## 分析対象の文章
****************************************
箕面三中もと校長から〜教育関係者のつぶやき〜

2015年度から2018年度に大阪府の箕面三中の校長を務めました。おもに学校教育と子育てに関する情報をのせています。

悲しみを抱えて生きる

2020年12月29日 09時28分00秒 | エッセイ


今年は、新型コロナウイルスの感染拡大で終わる1年になります。

このウイルスに感染して亡くなった人もいました。

葬儀は生きる事実と死ぬ事実が交わる「交差点」のようなものです。残された人が亡き人を思い、悲しみを分かちあう場であるのです。

しかし、最近では葬式が簡略化されて、家族葬がここ数年間で当たり前のようになりました。故人と縁のあったお客さんの参列をお断りする葬式が増えました。

葬式の簡略化で痛みを多くの人で分かち合うことなく、残された人が個々に痛みを抱え込むようになったのです。

生活が個人化して、大切な人間関係をつなぐ糸は細くなり、死別で細くなった一本の糸が切れてしまうことになります。
そして、一人で胸いっぱいの悲しみを抱えることになってしまいます。

オンライン葬式にしても、画面越しに葬式の中継が映され、手を合わすことができたにしても、何かが足りないと感じてしいます。

それは、故人を偲ぶことができず、残された人が集まり、悲しみや寂しさを多くの人たちと共有できないからでしょう。

今年2020年に感染が広がり、いまだ終息のめどが立たない新型コロナウイルス。
****************************************
## 課題
葬儀の簡略化と悲しみを扱った上のエッセイを、最後の一文に続けて書き進めてください。
****************************************
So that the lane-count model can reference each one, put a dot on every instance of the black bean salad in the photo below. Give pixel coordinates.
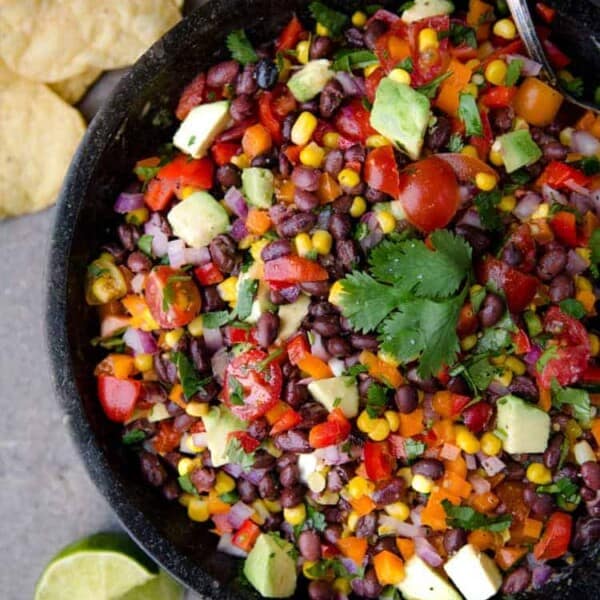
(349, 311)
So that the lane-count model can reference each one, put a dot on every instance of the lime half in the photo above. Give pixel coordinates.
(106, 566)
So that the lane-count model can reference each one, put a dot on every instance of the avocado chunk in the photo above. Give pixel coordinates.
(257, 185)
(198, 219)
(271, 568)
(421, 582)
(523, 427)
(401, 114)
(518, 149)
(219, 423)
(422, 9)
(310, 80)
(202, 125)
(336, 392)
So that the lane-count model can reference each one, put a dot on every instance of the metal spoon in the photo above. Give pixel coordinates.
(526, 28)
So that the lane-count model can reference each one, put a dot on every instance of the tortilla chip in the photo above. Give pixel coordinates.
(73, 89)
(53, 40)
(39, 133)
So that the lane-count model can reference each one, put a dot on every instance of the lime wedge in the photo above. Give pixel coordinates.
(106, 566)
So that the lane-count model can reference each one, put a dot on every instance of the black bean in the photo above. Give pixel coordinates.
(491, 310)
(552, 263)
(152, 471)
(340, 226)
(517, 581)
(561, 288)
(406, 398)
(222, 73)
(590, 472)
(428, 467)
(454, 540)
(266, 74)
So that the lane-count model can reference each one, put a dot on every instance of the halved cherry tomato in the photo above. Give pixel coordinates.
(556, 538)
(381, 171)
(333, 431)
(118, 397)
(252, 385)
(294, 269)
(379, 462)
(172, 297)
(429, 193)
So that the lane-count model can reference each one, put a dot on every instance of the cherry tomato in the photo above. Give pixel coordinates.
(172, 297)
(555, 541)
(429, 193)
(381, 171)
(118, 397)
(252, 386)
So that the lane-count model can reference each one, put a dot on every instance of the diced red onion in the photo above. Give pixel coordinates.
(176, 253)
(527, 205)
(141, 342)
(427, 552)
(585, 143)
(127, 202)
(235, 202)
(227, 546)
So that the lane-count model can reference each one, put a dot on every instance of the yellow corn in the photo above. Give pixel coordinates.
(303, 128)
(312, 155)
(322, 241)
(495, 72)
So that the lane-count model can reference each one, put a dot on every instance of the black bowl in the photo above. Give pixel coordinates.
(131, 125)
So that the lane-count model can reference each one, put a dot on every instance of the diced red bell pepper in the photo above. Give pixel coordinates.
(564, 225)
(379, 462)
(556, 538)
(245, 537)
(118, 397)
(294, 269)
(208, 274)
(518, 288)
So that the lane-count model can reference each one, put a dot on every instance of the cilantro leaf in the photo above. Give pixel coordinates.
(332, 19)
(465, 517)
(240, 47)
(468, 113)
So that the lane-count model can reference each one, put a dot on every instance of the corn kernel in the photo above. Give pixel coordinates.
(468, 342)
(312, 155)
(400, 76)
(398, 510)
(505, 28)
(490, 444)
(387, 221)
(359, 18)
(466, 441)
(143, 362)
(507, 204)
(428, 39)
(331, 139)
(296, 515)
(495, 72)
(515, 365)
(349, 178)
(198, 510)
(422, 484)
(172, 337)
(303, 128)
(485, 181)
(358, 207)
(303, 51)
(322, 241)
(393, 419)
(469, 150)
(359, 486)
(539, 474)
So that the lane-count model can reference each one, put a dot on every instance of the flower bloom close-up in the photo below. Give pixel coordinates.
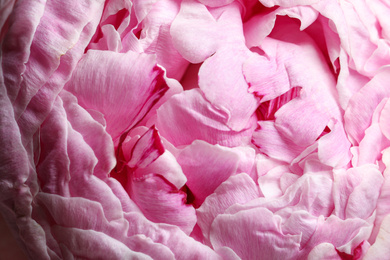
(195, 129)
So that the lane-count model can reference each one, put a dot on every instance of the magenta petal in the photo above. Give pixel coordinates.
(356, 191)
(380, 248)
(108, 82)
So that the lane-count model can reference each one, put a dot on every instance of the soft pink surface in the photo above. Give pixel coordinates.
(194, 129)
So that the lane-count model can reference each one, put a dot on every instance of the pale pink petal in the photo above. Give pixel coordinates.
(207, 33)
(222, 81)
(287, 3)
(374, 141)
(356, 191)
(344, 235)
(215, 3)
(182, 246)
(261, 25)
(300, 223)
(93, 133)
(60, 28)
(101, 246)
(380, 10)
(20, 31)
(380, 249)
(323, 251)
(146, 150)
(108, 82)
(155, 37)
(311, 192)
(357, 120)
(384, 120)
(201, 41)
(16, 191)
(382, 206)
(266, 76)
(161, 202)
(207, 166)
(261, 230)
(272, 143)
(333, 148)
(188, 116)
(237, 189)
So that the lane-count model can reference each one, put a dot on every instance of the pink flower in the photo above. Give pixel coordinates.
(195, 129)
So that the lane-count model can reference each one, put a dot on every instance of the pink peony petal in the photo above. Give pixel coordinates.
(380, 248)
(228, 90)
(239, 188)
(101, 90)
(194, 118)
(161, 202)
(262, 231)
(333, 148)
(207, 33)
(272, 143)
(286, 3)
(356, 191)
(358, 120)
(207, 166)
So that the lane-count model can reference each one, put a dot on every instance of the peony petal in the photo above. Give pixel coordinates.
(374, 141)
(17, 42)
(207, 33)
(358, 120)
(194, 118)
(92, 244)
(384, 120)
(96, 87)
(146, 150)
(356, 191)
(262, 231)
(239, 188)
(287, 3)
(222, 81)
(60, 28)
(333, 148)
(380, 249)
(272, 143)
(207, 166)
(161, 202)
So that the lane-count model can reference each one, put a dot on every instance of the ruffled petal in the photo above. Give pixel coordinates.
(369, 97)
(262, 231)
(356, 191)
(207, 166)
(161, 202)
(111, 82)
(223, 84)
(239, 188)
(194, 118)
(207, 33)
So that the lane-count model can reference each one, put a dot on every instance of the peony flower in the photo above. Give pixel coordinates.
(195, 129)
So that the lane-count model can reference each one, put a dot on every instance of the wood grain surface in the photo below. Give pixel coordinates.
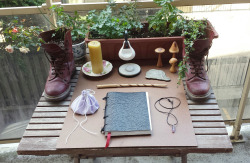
****************************************
## 解答
感染して亡くなった人の場合、「密」や感染を避けるため、葬式そのものを行うことができなかったこともあるでしょう。

そうなると、肉親にとっては、亡くなった人と自分がどういうかかわりで、どう付き合ってきたかを回顧することもできなかった。

人生の最期の段階で別れの言葉を継げることもできなかった。

そのことを思うに、残された人の悔しさと苦しみは余りあります。

人の最期に大切で必要なのは、「共にいる」ことです。

悲しみを分ちあうという習慣が社会全体で感じられなくなり、近い人の間でもできなくなった。

いま孤立するとそのまま見放されてしまうのでないかという不安が社会を包んでいます。

悲しみから目を背けようとする社会は、生きることを大切にしていないのでないかと、わたしは思います。

よく「悲しみを乗り越えて」と言いますが、悲しみは乗り越えられるものではないと思います。
残った人が一生胸に抱えて生きていくものなのでしょう。

そのような悲しみを抱えた人は、他者の悲しみにも共感できるのです。